- _What the task asks_: All of the data should be restated exactly as it stands.

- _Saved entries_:

------------------------------------------------------------

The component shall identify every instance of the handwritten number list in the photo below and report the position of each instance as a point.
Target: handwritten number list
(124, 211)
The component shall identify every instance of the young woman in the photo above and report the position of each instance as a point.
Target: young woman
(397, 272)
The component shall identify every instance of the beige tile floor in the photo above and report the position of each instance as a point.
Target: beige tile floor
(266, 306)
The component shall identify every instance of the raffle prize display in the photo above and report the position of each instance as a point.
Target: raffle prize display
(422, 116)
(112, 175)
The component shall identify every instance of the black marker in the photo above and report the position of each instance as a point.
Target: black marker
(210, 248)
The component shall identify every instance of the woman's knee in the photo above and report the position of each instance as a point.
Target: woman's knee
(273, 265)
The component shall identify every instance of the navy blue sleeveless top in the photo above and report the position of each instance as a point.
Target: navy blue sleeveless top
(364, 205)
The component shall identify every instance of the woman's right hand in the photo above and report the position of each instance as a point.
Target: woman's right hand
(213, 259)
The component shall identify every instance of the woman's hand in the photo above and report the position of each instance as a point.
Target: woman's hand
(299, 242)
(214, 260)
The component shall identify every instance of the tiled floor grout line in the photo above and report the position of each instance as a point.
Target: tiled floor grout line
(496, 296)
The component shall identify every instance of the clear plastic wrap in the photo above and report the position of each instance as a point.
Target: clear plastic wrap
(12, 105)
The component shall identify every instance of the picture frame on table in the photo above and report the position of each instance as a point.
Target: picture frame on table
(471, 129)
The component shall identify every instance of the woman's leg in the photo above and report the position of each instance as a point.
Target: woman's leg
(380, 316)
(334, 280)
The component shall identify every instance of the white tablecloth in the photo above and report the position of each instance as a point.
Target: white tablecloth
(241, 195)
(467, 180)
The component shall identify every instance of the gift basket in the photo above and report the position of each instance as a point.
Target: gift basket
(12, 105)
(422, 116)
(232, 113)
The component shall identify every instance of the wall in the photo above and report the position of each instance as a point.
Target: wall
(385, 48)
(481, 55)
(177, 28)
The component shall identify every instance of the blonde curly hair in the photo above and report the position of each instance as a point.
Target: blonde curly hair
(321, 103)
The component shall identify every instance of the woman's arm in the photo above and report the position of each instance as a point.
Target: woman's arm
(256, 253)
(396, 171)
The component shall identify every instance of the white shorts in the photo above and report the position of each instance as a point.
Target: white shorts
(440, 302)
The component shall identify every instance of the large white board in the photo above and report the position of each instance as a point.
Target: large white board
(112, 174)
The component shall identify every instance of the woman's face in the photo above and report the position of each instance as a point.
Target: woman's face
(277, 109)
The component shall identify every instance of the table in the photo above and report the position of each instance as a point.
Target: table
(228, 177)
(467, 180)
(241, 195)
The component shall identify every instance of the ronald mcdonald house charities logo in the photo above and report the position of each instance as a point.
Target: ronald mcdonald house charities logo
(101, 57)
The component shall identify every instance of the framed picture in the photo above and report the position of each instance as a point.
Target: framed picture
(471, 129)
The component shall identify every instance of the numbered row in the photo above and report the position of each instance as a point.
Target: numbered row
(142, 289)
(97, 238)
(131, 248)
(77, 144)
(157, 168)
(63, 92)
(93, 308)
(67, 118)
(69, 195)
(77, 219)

------------------------------------------------------------

- _Task result_:
The component shall identify every instance of the handwritten number list in the photo below and report the position of each instance as a point.
Target: handwritten number list
(124, 211)
The component shall identify every instance of the young woman in the photo above and report the position of each instance as a point.
Target: young woman
(397, 272)
The component shall identify every instance of the beige tile floor in the photo above and report the position of each instance as a point.
Target: beige tile floor
(266, 306)
The component shall identify every instance of the raffle prize display in the photo above and report the position of each instance as a point.
Target: raffle prize display
(422, 116)
(112, 175)
The component shall identify every instance of the black marker in the photo above and report the position of each instance as a point.
Target: black marker
(210, 248)
The component shall identify every instance of the woman's knee in the photo above and report the position of each instance as a point.
Target: woman's knee
(273, 265)
The component shall identify every instance of the navy blue sleeveless top in the photo above and report the position of each instance as a point.
Target: navy blue sleeveless top
(364, 205)
The component shall identify every instance of the woman's right hand in the photo above and report the position of each instance as a point.
Target: woman's right hand
(213, 259)
The component shall identify every instance of the woman's hand in the photo above and report the position of each instance as a point.
Target: woman's hand
(299, 242)
(214, 260)
The component shall identify every instance of the tiled floor grout line in the photo above and report the position of each instance as a point.
Target: tiled floor grout line
(496, 296)
The component shall identify every instance of the clear plastic wrap in the photo above and report the position of each instance as a point.
Target: clear plastic wrap
(12, 105)
The component shall identify every instance of the picture frame on table in the photo above and report the position of each instance as a point.
Target: picture frame on table
(471, 129)
The component shall identify every instance of the woman's leg in the photo above and report the position of each instance as a point.
Target: woman's leg
(380, 316)
(334, 280)
The component shall identify every instance of the white tablecloth in the photo above and report the position of each instance as a point.
Target: white tablecloth
(241, 195)
(467, 180)
The component shall identify every instance of the gift basket in the photo above and report the position of each instance as a point.
Target: gift basket
(12, 105)
(422, 116)
(232, 113)
The component shall identify every instance of the wall in the photo above and report the position of each instance as a point.
Target: wall
(385, 48)
(481, 55)
(177, 28)
The component shall identify every instance of the blonde curly hair in the photo above and report the position of each instance as a point.
Target: blonde curly hair
(321, 103)
The component shall identify every instance of the woman's arm in the photo above and report the position of each instance as a point.
Target: woman's arm
(256, 253)
(396, 171)
The component shall identify every instance of the white shorts in the photo above and report the position of each instance as a point.
Target: white shorts
(440, 302)
The component shall identify every instance of the large white board in the photo above and report the position of each instance as a point.
Target: large white board
(112, 174)
The component shall identify every instance of the woman's face in the photo above and report the position of each instance as a point.
Target: woman's face
(277, 109)
The component shall identify every instance of the table in the photo above and report the position of each instance as a point.
Target: table
(228, 177)
(467, 180)
(241, 195)
The component shall identify every instance of the ronald mcdonald house charities logo in the photo above and report the position of each instance as a point.
Target: ronald mcdonald house charities logo
(101, 57)
The component shall identify every instance of the framed picture in the photo above and report the position of each instance as a point.
Target: framed picture
(471, 129)
The component shall identify every instance of the numbered row in the photo above and report the position of each instance as a point.
Target: numbered row
(142, 289)
(97, 238)
(131, 248)
(77, 144)
(157, 168)
(63, 92)
(93, 308)
(67, 118)
(69, 195)
(77, 219)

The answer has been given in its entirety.